At a collapsing stage (d=0) of shrunken bubbles, theoretically, the internal pressure becomes infinite. [0038]
According to calculations using distilled water, the pressure increases by 0.28 atm for bubbles with a diameter of 10 μm, 2.8 atm for a diameter of 1 μm, and 28 atm for a diameter of 0.1 μm. The time axis of the graph depends on the ambient conditions. [0039]
FIG. 4 shows an example of an apparatus for observing ultrafine bubbles and gas hydrate particles that are generated. [0040]
A high-[0041] pressure vessel 5 is provided with water. The bell ultrafine-bubble generator 1 is placed in the water. A water pump 6 and a gas cylinder 7 are operated to generate ultrafine bubbles in the water. A liquid particle counter 8 and a CCD camera 9 were equipped to observe the ultrafine bubbles generated.

● **A series of data**
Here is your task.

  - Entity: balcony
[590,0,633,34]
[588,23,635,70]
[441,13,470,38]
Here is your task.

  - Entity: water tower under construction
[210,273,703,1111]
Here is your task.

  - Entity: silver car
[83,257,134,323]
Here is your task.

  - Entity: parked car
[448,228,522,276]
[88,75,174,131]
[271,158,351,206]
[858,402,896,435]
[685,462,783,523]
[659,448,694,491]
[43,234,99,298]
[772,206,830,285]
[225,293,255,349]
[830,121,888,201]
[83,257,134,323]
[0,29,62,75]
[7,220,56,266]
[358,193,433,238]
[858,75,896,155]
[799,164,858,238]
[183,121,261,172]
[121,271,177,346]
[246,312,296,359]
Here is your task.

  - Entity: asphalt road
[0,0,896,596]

==

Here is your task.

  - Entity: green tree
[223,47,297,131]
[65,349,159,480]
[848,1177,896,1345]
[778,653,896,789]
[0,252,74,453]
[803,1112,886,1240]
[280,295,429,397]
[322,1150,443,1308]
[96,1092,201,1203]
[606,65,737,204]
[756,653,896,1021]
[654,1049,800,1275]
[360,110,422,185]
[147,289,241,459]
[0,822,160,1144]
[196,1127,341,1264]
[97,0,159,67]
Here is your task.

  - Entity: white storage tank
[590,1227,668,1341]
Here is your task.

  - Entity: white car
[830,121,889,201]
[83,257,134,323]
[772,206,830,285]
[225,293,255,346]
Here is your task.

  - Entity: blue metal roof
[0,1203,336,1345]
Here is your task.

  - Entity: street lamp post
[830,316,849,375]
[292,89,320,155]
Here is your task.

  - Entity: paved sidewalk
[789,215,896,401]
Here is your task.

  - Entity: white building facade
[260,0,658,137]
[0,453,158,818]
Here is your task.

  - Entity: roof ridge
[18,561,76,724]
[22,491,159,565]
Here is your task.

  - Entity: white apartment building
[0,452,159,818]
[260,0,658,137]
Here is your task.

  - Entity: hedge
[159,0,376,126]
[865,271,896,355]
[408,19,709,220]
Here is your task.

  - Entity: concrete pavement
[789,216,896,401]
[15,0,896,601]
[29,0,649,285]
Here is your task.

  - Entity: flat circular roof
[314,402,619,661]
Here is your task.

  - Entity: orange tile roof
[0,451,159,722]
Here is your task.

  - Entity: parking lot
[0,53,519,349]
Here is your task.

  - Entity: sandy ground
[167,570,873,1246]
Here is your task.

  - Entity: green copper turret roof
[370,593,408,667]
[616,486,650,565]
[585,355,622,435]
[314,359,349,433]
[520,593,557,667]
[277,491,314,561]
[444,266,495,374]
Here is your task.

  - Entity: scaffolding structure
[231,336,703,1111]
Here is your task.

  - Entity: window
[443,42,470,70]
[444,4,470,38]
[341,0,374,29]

* * *

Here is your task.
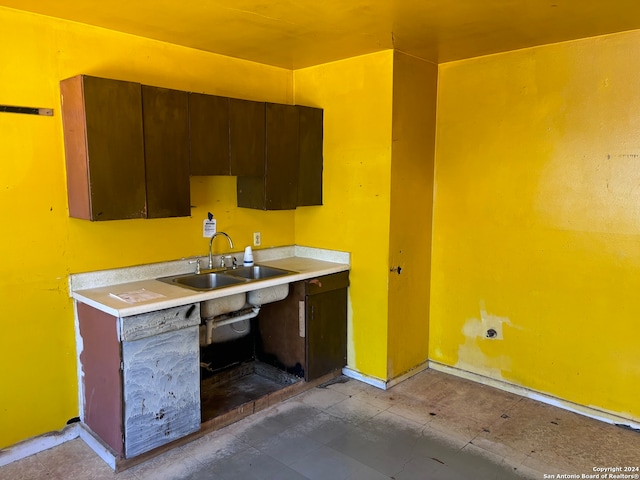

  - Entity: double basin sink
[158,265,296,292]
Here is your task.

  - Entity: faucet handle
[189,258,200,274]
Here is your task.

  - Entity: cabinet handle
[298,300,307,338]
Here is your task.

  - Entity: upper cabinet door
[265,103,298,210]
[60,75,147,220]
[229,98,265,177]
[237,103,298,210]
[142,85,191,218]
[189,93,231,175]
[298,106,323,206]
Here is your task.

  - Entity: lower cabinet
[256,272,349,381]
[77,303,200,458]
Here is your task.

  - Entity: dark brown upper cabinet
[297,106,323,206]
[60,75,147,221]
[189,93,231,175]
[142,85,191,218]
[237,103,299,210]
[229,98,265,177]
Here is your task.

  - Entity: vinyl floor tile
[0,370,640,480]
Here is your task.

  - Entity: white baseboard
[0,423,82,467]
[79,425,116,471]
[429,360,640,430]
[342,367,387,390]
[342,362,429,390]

● **CHALLENGES**
(1) Answer these questions using the ultrafine-bubble text:
(a) In the distilled-water calculations, how much does the pressure increase for a bubble with a diameter of 1 μm?
(b) What does the time axis of the graph depend on?
(c) Which two devices were equipped to observe the ultrafine bubbles generated?
(2) Does each statement below agree with the ultrafine-bubble text? Give yes or no for each, with the words of the text that decide it.
(a) At the collapsing stage of shrunken bubbles, the internal pressure theoretically becomes infinite.
(b) For a bubble with a diameter of 0.1 μm, the pressure increases by 2.8 atm.
(c) A water pump and a gas cylinder are operated to generate the ultrafine bubbles.

● **ANSWERS IN ORDER**
(1)
(a) 2.8 atm
(b) The ambient conditions
(c) A liquid particle counter and a CCD camera

(2)
(a) Yes: "theoretically, the internal pressure becomes infinite"
(b) No: "28 atm for a diameter of 0.1 μm"
(c) Yes: "A water pump 6 and a gas cylinder 7 are operated to generate ultrafine bubbles in the water."